## [Task description]
Copy out the records below verbatim, keeping every line intact and in its original order.
---------- Excerpted records
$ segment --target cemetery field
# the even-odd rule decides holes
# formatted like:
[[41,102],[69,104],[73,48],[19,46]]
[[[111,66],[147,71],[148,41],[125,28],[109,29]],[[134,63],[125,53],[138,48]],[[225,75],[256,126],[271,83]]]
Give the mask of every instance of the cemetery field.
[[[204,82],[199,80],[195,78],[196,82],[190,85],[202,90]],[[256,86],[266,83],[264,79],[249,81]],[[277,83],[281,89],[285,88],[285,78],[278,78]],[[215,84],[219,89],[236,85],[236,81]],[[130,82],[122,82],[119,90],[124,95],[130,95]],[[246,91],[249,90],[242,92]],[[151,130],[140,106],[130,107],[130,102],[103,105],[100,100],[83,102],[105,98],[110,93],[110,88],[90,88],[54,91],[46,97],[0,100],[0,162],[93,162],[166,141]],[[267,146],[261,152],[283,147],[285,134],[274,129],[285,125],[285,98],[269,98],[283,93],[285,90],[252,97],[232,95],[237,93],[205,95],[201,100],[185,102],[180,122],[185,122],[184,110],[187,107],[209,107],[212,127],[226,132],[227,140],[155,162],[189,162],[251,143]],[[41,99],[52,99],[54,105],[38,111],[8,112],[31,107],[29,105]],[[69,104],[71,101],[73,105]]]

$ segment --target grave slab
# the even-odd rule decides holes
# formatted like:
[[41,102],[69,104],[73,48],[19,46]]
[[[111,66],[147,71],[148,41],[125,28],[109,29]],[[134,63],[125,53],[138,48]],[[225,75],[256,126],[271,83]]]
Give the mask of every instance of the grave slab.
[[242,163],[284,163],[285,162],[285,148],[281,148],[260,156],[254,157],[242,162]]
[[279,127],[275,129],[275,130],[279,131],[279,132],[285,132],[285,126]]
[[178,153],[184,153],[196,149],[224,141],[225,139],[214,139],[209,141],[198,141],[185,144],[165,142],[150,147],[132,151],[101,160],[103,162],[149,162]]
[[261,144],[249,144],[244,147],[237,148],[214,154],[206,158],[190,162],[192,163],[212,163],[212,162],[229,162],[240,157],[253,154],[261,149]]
--------------------
## [Reply to the task]
$ segment --target cemetery field
# the even-odd rule decides holes
# formatted like:
[[41,102],[69,104],[73,48],[19,46]]
[[[111,66],[147,71],[148,41],[125,28],[109,29]],[[134,63],[125,53],[138,48]],[[225,75],[256,126],[271,83]]]
Give the mask of every instance of the cemetery field.
[[[204,82],[199,80],[195,78],[196,82],[190,85],[202,90]],[[256,86],[266,83],[264,79],[249,81]],[[277,83],[281,89],[285,88],[285,78],[278,78]],[[215,84],[219,89],[236,85],[236,81]],[[130,82],[122,82],[119,90],[124,95],[130,95]],[[246,91],[249,90],[242,92]],[[151,130],[140,106],[130,107],[130,102],[103,105],[100,100],[83,102],[105,98],[110,93],[110,88],[90,88],[54,91],[46,97],[0,100],[0,162],[93,162],[166,141]],[[267,146],[261,152],[283,147],[285,134],[274,129],[285,125],[285,98],[269,98],[283,93],[285,90],[252,97],[232,95],[237,93],[205,95],[201,100],[185,102],[180,122],[185,122],[184,110],[187,107],[209,107],[212,127],[226,132],[227,140],[155,162],[189,162],[251,143]],[[41,99],[52,99],[54,105],[38,111],[8,112],[31,107],[29,105]],[[69,104],[71,101],[73,105]]]

$ segment --target grave slab
# the even-odd rule decides holes
# formatted like:
[[41,102],[69,104],[73,48],[19,46]]
[[[111,66],[147,71],[148,41],[125,28],[109,29]],[[134,63],[125,53],[138,48]],[[225,75],[256,126],[271,83]]]
Give the mask of every instance of the grave slab.
[[242,163],[284,163],[285,162],[285,148],[281,148],[260,156],[254,157],[242,162]]
[[279,127],[275,129],[275,130],[279,131],[279,132],[285,132],[285,126]]
[[178,153],[184,153],[196,149],[224,141],[225,139],[214,139],[209,141],[198,141],[185,144],[165,142],[150,147],[132,151],[101,160],[103,162],[149,162]]
[[261,144],[249,144],[244,147],[237,148],[214,154],[206,158],[190,162],[192,163],[212,163],[212,162],[229,162],[240,157],[253,154],[261,149]]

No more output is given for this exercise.